• REQUIRED TASKS:
1. In the cryptocurrency passage below, reproduce word for word the portion starting at "Bitcoin and Ethereum" and ending at "had been tarnished.".
2. Continue the passage below on Bitcoin and Ethereum, starting right after its final sentence.

• PAGE EXCERPT:
Bitcoin and Ethereum are two of the best-performing large-market-cap cryptocurrencies. Bitcoin is currently the most highly valued cryptocurrency, but Ethereum, the second-largest, has been taking an increasingly large share of the market. While Bitcoin was designed as a way to carry out digital payments, Ethereum supports a complex financial ecosystem. Both have their own advantages and disadvantages, and deciding whether to invest in one or the other depends on your market analysis.
What You'll Learn
Bitcoin's status as a safe haven
Bitcoin's reputation as a safe haven was put to the test during the coronavirus pandemic. As global stock markets tanked, so did Bitcoin and other crypto-assets, while gold, a traditional safe-haven asset, skyrocketed. This divergence led some to believe that Bitcoin's status as a safe haven had been tarnished.

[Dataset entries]
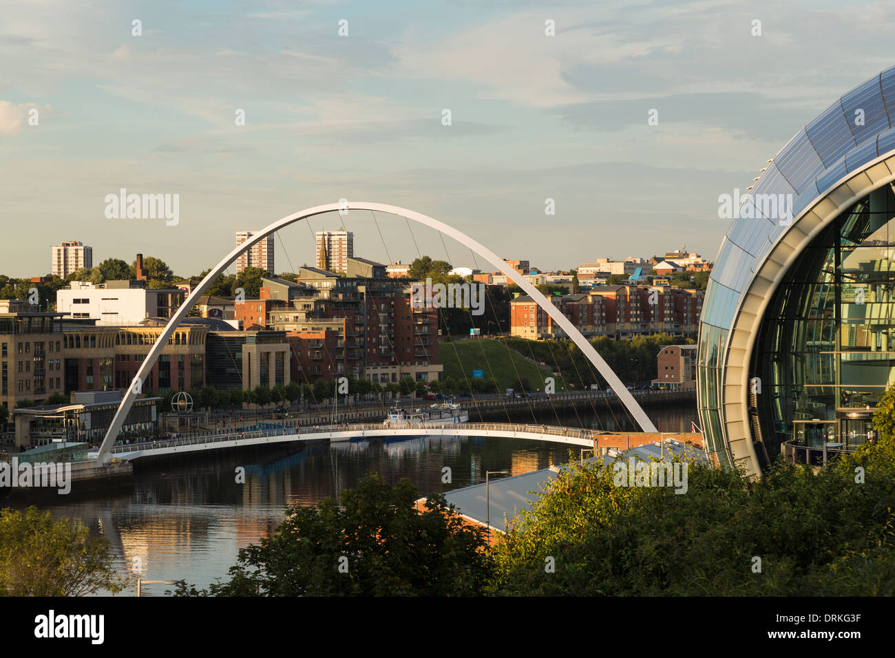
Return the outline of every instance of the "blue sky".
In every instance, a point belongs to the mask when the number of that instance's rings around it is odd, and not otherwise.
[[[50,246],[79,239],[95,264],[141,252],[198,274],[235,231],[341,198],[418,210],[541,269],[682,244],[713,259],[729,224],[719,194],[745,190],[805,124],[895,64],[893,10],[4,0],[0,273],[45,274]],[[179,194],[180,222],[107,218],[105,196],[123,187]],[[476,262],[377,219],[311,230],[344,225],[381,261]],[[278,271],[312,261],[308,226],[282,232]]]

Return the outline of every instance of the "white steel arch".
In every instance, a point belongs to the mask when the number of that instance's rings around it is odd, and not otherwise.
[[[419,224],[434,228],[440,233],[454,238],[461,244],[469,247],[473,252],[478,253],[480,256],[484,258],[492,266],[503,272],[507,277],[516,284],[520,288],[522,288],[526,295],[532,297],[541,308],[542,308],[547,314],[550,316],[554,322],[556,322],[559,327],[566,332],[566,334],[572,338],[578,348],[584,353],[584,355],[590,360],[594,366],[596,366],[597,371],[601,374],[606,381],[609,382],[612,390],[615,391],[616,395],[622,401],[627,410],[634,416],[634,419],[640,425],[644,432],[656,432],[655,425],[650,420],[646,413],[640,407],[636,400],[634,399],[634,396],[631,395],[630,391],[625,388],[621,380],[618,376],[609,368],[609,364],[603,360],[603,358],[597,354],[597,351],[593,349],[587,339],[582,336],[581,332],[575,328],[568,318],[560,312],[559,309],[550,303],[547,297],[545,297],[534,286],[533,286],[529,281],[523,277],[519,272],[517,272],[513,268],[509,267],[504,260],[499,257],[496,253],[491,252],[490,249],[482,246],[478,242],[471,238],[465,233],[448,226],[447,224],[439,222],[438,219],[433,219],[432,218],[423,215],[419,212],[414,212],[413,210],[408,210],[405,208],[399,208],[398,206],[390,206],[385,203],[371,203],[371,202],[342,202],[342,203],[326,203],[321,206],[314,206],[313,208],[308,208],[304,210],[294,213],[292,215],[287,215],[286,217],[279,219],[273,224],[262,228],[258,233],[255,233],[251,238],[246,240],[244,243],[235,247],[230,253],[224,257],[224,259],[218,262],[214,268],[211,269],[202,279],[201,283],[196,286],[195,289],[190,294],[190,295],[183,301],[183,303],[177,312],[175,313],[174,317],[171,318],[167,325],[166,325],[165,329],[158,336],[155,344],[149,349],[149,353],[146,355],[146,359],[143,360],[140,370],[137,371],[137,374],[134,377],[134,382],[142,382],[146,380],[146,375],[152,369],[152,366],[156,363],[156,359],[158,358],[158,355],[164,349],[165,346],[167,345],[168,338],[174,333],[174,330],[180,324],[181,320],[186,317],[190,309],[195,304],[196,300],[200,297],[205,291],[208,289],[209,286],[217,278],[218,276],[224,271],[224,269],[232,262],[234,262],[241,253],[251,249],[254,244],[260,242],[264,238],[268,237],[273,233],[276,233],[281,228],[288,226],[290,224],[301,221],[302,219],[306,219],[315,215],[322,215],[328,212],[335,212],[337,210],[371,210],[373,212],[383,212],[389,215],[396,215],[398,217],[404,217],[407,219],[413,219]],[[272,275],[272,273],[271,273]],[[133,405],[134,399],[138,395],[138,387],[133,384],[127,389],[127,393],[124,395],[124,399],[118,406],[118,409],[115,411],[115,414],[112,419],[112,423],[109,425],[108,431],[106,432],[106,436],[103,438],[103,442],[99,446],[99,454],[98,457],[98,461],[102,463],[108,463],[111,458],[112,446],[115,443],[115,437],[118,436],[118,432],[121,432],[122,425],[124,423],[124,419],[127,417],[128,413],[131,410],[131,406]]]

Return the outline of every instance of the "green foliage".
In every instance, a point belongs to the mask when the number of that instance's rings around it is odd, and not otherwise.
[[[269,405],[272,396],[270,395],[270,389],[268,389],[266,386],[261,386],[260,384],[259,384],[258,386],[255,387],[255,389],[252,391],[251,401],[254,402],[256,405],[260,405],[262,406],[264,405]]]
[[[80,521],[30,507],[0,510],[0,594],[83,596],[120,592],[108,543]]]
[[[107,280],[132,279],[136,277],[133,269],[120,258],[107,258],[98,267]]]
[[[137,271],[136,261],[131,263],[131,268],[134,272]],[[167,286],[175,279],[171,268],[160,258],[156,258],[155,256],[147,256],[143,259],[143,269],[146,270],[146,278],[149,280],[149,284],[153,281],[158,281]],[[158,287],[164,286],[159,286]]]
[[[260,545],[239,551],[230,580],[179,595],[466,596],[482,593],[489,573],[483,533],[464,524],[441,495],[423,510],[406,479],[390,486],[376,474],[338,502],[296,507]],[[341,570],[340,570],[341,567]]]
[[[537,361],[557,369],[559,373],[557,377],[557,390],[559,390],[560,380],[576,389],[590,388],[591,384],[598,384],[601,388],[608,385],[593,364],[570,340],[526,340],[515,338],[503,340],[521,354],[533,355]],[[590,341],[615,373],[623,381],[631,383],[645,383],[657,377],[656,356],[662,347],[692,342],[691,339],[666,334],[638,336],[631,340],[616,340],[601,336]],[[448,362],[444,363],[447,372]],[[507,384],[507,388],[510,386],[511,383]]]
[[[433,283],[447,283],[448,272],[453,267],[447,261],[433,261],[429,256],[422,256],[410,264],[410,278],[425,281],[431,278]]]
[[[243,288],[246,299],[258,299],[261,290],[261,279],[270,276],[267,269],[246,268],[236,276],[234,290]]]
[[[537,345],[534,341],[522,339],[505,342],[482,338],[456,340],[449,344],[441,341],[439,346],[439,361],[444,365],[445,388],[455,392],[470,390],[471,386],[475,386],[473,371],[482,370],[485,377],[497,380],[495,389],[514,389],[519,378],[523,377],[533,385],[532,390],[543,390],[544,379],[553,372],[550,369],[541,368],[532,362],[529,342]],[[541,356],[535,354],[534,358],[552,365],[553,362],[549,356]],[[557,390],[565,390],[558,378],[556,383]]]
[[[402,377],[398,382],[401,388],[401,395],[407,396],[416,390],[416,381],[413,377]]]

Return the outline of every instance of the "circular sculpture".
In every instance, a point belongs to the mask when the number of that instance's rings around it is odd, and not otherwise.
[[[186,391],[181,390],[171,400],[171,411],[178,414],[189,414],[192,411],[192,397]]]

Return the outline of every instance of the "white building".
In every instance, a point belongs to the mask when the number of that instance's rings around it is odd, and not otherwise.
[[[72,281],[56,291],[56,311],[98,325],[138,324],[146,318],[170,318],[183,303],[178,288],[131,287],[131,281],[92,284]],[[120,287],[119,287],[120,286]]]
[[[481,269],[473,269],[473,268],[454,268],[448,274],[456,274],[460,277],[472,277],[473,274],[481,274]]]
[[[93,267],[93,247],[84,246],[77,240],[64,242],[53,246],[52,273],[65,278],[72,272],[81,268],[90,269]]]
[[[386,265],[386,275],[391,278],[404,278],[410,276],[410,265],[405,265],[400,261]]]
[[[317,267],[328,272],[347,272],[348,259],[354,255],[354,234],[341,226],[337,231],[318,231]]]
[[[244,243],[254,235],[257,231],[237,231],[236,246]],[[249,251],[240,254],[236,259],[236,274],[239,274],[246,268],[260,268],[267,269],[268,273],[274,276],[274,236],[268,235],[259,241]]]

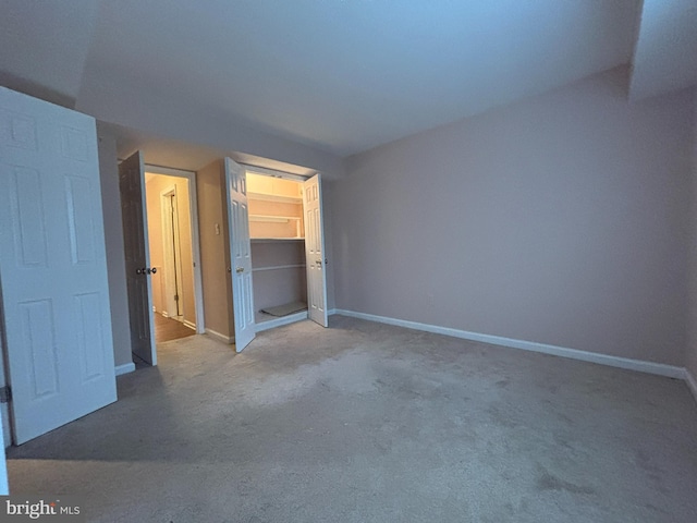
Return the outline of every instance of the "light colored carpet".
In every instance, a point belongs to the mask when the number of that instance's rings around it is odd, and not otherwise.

• ANSWERS PER TASK:
1.
Bitcoin and Ethereum are two of the best-performing large-market-cap cryptocurrencies. Bitcoin is currently the most highly valued cryptocurrency, but Ethereum, the second-largest, has been taking an increasingly large share of the market. While Bitcoin was designed as a way to carry out digital payments, Ethereum supports a complex financial ecosystem. Both have their own advantages and disadvantages, and deciding whether to invest in one or the other depends on your market analysis.
What You'll Learn
Bitcoin's status as a safe haven
Bitcoin's reputation as a safe haven was put to the test during the coronavirus pandemic. As global stock markets tanked, so did Bitcoin and other crypto-assets, while gold, a traditional safe-haven asset, skyrocketed. This divergence led some to believe that Bitcoin's status as a safe haven had been tarnished.

2.
However, Bitcoin has shown signs of being a safe-haven asset during other periods of global turmoil. For example, during the conflict between the US and Iran in 2020, Bitcoin rose over 20% while tensions escalated. Similarly, during the 2013 Cypriot financial crisis, Bitcoin entered a bull rally, skyrocketing by 1,950%.
Some analysts argue that Bitcoin is still relatively young and lacks the widespread adoption and use cases of traditional safe-haven assets like gold. Others point out that Bitcoin's correlations with other assets are very dynamic, shifting from equities to gold depending on the situation, and that its status as a safe haven should not be invalidated by occasional price movements that mirror riskier assets.
Overall, while Bitcoin has shown potential as a safe-haven asset, its performance during times of economic distress has been mixed. Its status as a safe haven remains a subject of debate among investors and analysts.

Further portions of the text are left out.